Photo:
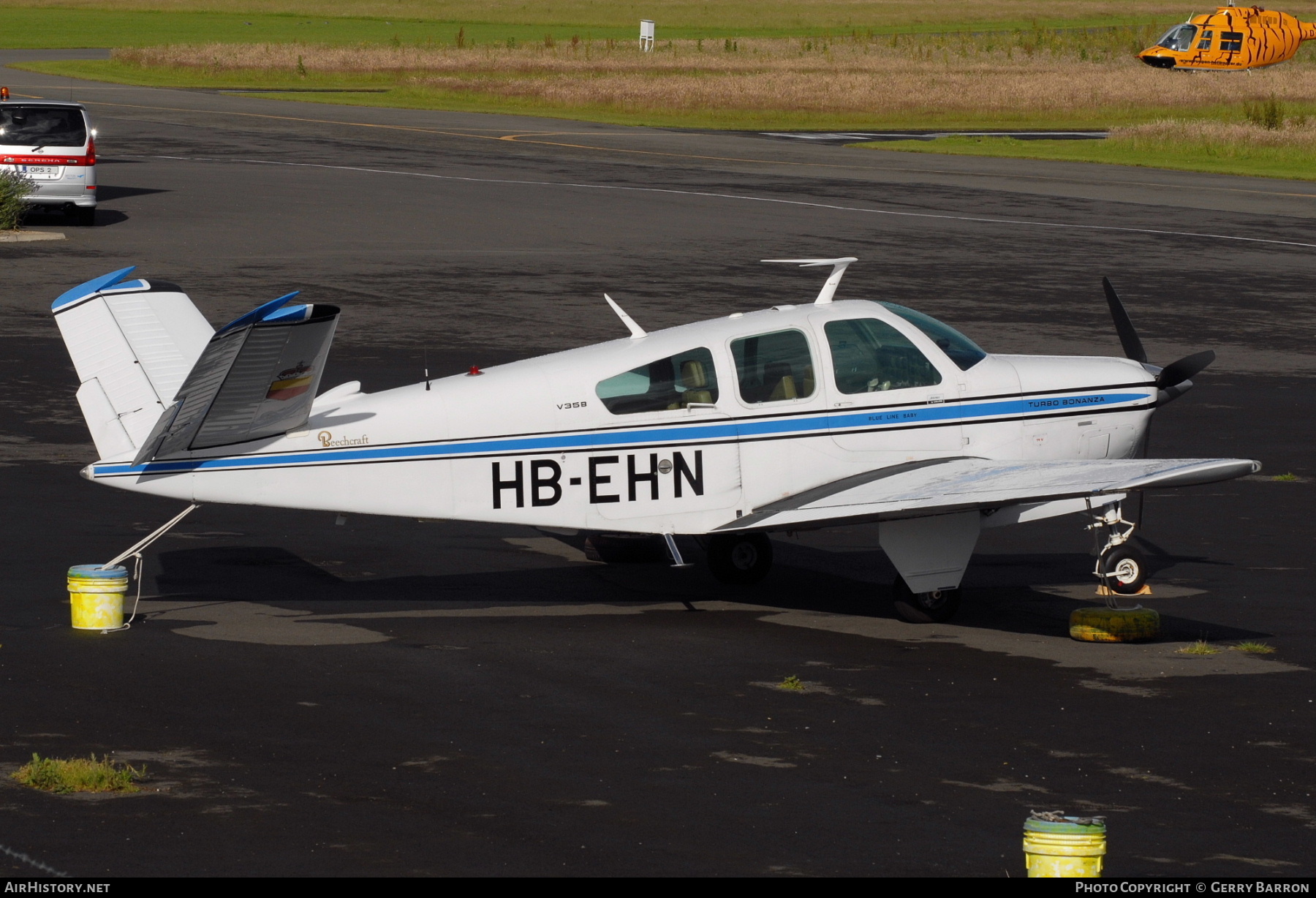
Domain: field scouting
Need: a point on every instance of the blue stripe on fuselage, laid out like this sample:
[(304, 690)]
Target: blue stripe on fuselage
[(942, 414)]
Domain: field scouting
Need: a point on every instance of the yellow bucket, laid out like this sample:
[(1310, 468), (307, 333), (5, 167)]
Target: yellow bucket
[(1070, 848), (98, 597), (1113, 625)]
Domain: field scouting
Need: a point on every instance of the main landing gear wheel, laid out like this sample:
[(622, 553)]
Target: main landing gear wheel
[(924, 607), (1124, 569), (740, 559)]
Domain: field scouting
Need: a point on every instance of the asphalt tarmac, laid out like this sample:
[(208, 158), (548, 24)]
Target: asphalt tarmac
[(401, 698)]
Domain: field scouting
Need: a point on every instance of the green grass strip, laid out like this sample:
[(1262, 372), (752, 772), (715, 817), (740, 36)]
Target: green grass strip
[(78, 774), (58, 26)]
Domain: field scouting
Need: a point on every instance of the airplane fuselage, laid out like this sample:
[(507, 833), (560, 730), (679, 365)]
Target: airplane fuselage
[(681, 431)]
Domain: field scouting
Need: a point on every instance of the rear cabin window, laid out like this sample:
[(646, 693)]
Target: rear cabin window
[(960, 350), (774, 366), (669, 383), (42, 127), (870, 356)]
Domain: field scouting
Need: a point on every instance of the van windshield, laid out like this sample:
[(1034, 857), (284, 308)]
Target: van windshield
[(24, 125)]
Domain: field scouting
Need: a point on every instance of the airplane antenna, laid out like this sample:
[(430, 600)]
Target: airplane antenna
[(832, 282), (636, 331)]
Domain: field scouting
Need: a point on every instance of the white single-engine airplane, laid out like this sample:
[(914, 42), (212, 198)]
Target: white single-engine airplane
[(784, 419)]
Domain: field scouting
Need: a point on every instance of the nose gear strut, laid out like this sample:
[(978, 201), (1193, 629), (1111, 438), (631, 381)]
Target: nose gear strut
[(1120, 565)]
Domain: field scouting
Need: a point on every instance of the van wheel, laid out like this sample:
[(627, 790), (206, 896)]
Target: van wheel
[(932, 607), (740, 559)]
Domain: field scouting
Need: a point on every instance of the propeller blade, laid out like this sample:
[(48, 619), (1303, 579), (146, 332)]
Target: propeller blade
[(1177, 373), (1123, 325)]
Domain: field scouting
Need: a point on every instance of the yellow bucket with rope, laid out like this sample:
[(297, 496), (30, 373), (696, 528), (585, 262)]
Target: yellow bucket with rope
[(97, 595), (1064, 847)]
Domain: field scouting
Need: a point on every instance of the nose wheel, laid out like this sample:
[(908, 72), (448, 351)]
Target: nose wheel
[(1120, 565), (1123, 570)]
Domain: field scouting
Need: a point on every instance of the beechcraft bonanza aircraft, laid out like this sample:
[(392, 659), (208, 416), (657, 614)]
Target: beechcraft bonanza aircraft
[(784, 419)]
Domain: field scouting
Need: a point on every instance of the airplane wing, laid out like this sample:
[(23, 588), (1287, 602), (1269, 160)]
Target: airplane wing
[(942, 486)]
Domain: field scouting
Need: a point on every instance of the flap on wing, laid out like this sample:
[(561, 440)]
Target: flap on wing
[(256, 378), (948, 485)]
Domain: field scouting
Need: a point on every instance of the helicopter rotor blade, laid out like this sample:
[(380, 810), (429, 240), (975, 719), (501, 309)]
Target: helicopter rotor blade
[(1177, 373), (1123, 325)]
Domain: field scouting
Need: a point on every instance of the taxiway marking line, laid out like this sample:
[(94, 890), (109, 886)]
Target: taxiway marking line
[(741, 197), (519, 138)]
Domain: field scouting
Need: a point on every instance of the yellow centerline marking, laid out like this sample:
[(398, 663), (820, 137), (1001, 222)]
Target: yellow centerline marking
[(519, 138)]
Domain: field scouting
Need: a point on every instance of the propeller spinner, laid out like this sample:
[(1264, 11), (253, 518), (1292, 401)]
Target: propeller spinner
[(1174, 374)]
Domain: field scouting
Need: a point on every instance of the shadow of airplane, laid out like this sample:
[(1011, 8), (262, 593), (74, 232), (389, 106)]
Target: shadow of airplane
[(1002, 600)]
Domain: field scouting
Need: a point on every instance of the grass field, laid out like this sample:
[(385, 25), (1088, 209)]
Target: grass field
[(847, 67), (676, 18), (1026, 79)]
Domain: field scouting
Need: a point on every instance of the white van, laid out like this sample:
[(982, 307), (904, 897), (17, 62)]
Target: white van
[(53, 144)]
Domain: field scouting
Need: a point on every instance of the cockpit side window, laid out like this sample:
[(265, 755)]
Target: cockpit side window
[(666, 385), (960, 350), (1179, 37), (774, 366), (870, 356)]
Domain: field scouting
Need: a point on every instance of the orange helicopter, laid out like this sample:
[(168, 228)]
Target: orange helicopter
[(1232, 39)]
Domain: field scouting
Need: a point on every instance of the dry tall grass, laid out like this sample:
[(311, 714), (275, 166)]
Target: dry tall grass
[(1021, 74), (694, 13), (1220, 137)]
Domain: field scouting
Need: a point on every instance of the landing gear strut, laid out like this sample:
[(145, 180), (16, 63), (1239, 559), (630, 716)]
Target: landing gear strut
[(1120, 567), (740, 559), (932, 607)]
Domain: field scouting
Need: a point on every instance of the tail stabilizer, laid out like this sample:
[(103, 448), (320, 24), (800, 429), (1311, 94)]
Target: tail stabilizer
[(132, 344), (256, 378)]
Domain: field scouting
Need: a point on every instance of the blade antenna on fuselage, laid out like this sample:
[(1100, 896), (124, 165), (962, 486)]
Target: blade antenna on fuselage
[(636, 331), (1123, 325), (839, 268)]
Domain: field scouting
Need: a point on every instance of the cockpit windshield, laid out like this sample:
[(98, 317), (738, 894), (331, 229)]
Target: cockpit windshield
[(1178, 37), (24, 125), (960, 350)]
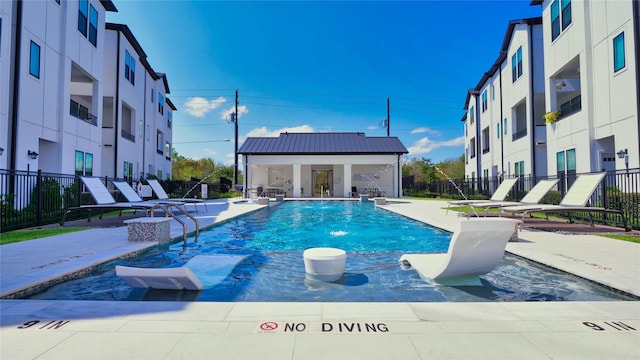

* What the task asks *
State how many lines of the material above contain the string "orange", treating uppercase and lowercase as different, and reply with that number alone.

* Final result *
2